What is asked:
In the listing, starting at the line that has "Where does a point fall on the white sign" and running through its last line, substitute "statue" for every "sculpture" and leave everything else unchanged.

==================================================

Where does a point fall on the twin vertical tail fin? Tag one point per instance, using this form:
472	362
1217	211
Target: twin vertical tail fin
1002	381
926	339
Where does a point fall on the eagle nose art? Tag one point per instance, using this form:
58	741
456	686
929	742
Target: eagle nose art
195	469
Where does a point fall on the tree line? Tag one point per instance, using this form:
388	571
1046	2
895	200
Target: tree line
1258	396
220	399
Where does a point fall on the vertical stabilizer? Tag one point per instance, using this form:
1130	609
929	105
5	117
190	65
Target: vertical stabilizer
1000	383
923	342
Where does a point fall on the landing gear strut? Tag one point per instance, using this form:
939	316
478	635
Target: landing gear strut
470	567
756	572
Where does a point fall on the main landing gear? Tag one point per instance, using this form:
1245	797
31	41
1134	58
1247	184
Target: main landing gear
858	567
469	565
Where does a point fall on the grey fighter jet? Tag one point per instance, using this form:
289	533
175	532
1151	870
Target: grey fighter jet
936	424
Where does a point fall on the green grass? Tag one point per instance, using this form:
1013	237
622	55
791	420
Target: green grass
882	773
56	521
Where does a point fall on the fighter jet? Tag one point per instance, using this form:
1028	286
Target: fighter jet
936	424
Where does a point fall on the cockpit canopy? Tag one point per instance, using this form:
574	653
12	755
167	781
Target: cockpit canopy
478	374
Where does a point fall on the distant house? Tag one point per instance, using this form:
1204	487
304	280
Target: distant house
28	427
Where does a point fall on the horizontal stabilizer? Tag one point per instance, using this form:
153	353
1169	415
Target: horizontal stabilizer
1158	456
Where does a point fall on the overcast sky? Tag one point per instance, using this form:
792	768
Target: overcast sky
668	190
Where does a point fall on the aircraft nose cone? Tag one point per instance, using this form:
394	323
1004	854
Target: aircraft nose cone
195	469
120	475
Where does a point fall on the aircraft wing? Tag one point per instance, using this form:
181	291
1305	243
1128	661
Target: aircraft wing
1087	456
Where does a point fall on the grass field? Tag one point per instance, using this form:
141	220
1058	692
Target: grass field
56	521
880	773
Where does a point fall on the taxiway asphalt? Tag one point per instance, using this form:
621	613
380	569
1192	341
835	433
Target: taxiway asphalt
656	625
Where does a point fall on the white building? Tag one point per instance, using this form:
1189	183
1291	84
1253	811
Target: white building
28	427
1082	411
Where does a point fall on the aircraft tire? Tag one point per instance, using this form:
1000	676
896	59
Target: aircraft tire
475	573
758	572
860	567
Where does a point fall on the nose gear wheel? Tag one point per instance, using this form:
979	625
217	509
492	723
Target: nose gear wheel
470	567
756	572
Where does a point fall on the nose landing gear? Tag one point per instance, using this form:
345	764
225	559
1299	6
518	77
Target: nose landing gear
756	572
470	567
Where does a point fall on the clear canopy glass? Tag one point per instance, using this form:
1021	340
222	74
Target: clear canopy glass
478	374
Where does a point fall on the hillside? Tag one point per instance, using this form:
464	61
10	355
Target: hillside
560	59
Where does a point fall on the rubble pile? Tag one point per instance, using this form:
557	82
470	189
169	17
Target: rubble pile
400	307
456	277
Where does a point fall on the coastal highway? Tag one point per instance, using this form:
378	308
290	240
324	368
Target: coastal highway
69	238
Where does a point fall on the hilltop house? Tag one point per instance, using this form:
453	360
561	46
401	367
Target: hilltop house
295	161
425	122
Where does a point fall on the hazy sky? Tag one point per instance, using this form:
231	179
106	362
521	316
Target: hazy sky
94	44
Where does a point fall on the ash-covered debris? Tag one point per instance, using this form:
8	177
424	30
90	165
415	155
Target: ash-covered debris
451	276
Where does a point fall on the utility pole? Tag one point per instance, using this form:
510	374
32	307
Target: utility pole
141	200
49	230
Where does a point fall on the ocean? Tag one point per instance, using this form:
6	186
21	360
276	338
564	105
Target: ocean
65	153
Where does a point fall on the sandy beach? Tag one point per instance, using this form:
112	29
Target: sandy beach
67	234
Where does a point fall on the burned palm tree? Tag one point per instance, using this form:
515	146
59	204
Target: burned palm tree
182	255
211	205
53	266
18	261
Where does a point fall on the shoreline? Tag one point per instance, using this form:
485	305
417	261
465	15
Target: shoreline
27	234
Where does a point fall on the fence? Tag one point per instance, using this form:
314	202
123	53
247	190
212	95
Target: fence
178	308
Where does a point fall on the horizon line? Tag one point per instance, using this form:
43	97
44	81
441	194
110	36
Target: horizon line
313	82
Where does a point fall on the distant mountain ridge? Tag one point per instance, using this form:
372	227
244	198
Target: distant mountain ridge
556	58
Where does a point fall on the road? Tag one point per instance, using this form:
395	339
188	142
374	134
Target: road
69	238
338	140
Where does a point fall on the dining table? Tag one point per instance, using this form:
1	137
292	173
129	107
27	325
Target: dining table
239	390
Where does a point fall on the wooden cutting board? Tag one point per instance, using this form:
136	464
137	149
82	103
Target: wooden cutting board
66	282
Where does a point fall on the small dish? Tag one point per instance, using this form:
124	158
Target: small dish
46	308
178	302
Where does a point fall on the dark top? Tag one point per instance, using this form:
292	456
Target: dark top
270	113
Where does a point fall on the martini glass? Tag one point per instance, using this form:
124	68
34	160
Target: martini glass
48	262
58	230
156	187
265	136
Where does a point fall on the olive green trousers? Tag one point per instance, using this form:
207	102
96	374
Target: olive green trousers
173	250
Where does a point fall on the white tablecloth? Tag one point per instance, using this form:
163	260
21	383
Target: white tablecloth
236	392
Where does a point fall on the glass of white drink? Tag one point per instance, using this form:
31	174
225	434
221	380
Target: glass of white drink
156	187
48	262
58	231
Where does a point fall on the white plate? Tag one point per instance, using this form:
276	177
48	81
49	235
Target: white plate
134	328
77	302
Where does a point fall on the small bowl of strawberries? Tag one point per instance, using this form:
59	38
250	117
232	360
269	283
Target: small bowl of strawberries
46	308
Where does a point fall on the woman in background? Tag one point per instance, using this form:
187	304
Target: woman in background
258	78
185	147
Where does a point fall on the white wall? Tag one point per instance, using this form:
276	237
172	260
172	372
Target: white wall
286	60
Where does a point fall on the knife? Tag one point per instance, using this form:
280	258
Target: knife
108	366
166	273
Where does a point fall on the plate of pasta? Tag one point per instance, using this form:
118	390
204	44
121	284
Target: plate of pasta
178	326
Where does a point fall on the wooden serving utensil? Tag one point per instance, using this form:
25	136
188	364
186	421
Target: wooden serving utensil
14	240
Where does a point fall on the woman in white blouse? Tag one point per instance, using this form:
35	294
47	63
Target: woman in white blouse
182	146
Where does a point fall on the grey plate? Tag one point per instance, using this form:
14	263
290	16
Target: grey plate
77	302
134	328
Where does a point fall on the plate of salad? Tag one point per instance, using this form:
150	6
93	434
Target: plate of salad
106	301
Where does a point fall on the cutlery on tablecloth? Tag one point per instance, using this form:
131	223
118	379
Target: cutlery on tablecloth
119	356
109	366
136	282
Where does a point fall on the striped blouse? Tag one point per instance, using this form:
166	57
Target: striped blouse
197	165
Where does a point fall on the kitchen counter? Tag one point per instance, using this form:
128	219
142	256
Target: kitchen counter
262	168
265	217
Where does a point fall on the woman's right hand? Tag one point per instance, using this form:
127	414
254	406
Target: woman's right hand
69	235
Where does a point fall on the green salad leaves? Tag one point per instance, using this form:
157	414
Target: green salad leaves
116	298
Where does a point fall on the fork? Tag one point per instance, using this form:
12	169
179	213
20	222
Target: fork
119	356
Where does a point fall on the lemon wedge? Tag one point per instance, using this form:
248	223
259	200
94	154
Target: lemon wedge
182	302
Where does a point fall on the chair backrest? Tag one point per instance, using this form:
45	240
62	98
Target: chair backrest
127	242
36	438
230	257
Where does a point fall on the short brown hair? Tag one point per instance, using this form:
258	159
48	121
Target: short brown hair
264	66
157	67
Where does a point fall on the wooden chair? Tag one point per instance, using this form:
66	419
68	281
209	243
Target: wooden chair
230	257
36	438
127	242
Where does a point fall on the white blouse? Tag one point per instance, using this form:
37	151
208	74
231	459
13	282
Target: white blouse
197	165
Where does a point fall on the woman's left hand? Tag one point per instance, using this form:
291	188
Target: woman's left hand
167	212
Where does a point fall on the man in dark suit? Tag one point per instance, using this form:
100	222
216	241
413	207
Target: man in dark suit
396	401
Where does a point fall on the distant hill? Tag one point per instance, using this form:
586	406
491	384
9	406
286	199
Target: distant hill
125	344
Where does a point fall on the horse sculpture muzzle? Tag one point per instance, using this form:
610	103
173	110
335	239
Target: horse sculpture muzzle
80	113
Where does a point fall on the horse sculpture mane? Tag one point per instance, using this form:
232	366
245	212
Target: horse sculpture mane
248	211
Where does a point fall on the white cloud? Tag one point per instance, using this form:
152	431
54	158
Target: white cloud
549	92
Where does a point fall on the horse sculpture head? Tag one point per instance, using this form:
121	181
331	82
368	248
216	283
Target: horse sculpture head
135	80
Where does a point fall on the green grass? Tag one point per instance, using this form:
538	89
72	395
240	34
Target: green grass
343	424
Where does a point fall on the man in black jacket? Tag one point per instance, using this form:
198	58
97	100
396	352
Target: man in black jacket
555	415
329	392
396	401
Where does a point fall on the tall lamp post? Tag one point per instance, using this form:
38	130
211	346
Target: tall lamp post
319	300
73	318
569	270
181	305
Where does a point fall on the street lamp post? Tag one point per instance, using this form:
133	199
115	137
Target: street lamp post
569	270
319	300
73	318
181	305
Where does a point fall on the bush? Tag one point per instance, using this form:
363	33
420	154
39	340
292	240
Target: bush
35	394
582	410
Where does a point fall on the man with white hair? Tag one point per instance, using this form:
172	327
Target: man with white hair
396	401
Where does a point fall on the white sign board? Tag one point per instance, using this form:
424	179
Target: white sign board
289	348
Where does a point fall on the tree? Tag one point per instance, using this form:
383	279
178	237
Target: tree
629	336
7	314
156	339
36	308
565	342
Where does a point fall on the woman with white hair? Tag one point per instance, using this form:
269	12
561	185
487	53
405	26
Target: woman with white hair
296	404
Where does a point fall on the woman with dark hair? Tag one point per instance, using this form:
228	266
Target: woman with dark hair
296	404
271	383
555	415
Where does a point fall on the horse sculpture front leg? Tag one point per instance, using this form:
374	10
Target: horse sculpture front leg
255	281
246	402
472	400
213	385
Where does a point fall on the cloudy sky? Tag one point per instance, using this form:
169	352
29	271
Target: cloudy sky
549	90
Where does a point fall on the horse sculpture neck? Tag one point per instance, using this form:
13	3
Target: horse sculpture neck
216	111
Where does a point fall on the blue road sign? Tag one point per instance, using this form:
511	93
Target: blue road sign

==================================================

Response to the exercise:
Where does a point fall on the white sign board? Tag one point per instance, using this form:
424	179
Target: white sign board
289	348
Where does a point fall on the tree? Tag one point per instance, using this form:
383	279
178	237
Target: tree
629	336
7	314
156	339
36	308
565	342
Where does a point fall on the woman with white hair? Tag one point per instance, using this form:
269	12
561	185
487	53
405	26
Target: woman with white hair
296	404
Where does a point fall on the woman with dark hair? Tag one point per instance, using this form:
228	266
Target: woman with dark hair
296	404
271	383
555	415
Where does a point fall on the horse statue front leg? Tag one point per instance, using this form:
374	10
Target: horse statue front leg
255	281
246	402
472	400
213	385
Where does a point fall on the cloudy sky? Tag one point per instance, using this form:
169	352
29	271
Target: cloudy sky
549	90
Where does a point fall on the horse statue neck? Tag one point per instance, using this form:
13	3
Target: horse statue neck
216	111
Where does a point fall on the blue road sign? Tag one point per instance, using this form:
511	93
Target: blue road sign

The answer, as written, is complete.